*Task instructions*.
1. In the profile of Michael Frishkopf, who performed at the mawlid held at the shrine of Ibn al-Farid?
2. Carry on the profile of Michael Frishkopf, starting right after its final sentence.

---------- Excerpt provided ----------

Michael Frishkopf When Michael Frishkopf set out for Egypt in 1992, he had a one-year Fulbright fellowship in hand and a rather loosely formed idea of what his PhD research would look like.

As a doctoral student in ethnomusicology at UCLA, Michael cast a wide net into the pool of departmental resources. In class, he studied Arabic music and aesthetics, and conducted a psychological experiment examining some of the perceptual factors in musical experience. Outside of class, he played Indian, Arabic, Japanese, and African music, Javanese and Balinese gamelan (an ensemble of bronze gongs), and experimental music with an improvisational group.

As the time for fieldwork drew nearer, he found himself more and more attracted to Egypt, especially music of the Sufis, mystics of Islam. At the same time, he became curious about the relationship between the aesthetic experience, the mystical experience, and the creative act. Michael surmised that "the aesthetic experience somehow focuses the mind in a way similar to what mystics are supposed to do." Of course, a pure mystical experience would at some point leave the sensory behind, but nevertheless, he saw a connection. "What was interesting to me was the role of emotion in religious practice, and the role of music in creating that emotion," Michael says.

With this conceptual framework, and using Sufism as an ethnographic case, Michael began a rather serpentine progress toward his dissertation under the guidance of his graduate adviser, Dr. Jihad Racy. Recently, he returned to UCLA with the dissertation in hand, a study that compares three Egyptian Sufi groups by examining the differences in the language performance which is central to each group's religious ceremony: chanting, prayer, and performances of inshad (religious hymns).

Besides describing each order's ritual in some detail - how participants use words and sounds, how they organize themselves in space, who is controlling and leading, and who is listening and following - Michael also examined each order's relative success in modern Egyptian society.

"Sufism has declined dramatically in the 20th century," Michael says, but some new orders have been able to draw substantial numbers in urban areas, where traditional Sufi orders are often on the wane. These newer orders control ritual resources - such as inshad - in part as a means of assuring social cohesion and religious respectability.

But if Michael's work in Egypt were the proverbial iceberg, his dissertation would represent only its tip. When he arrived in Cairo, Michael found that despite years of course work, "my Arabic was not nearly good enough to do what I wanted to do." While he was working hard with a tutor to learn the language, he took some classes at the Music Conservatory and began attending Sufi rituals. He was drawn to the zikr, a mystical ceremony in which participants chant the names of God, with or without musical accompaniment, and he began "hanging out with musicians and singers."

About the time his Fulbright ran out, Michael attended a mawlid or saint festival at the shrine of the 13th century Sufi poet, Ibn al-Farid. At the ceremony, Shaykh Yasin al-Tuhami, the most famous of the Sufi singers (munshideen), performed. "I couldn't understand what he was saying," Michael recalls, "but I felt it very intensely. I felt that I had to study this."

Besides performing at mawlids, the professional munshideen-unlike those who are attached to a specific Sufi order-also sing at social events, such as weddings. With his growing circle of musical friends, Michael was able to see Shaykh Yasin and other Sufi singers perform on a regular basis. He even spent some time with Shaykh Yasin in the singer's home.

---------- Information supplied ----------

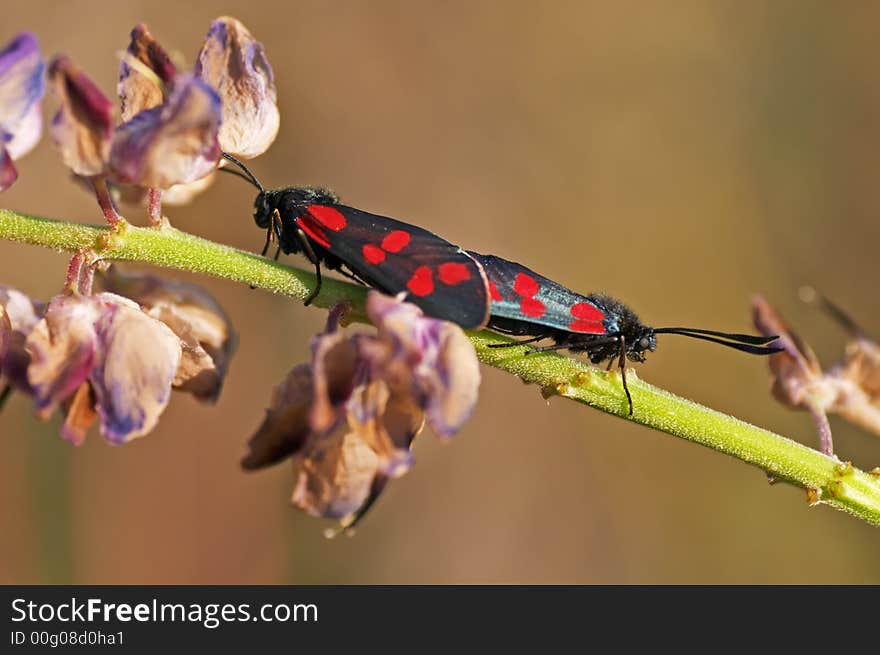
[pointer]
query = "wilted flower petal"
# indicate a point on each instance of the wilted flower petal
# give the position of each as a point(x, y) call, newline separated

----------

*Answers in order*.
1. Shaykh Yasin al-Tuhami, the most famous of the Sufi singers, performed there.

2.
With his PhD in hand, Michael is now returning to the material he gathered about Shaykh Yasin and the other professional munshideen, putting together projects to occupy his postdoctoral fellowship at the University of Alberta in Edmonton. For example, he is following the career of Shaykh Yasin, who has recently begun to perform abroad, to see what happens to the music as it reaches a wider audience. A colleague in Edmonton has studied qawwali of South Asia, offering Michael an opportunity to make comparisons between two different Sufi contexts and traditions.

Michael returned from Egypt with his former Arabic instructor. Now his wife, Iman Mersal is a well-known poet in the Arab world.

The chair of his department, Dr. Tim Rice, is more than pleased with the outcome of Michael's work. As Dr. Rice points out, the research takes on added interest "against the background of growing Islamic fundamentalism in the Near East." And in the course of his fieldwork, Michael "became rather well-known and respected within the world of Arabic poetry and music," Dr. Rice says.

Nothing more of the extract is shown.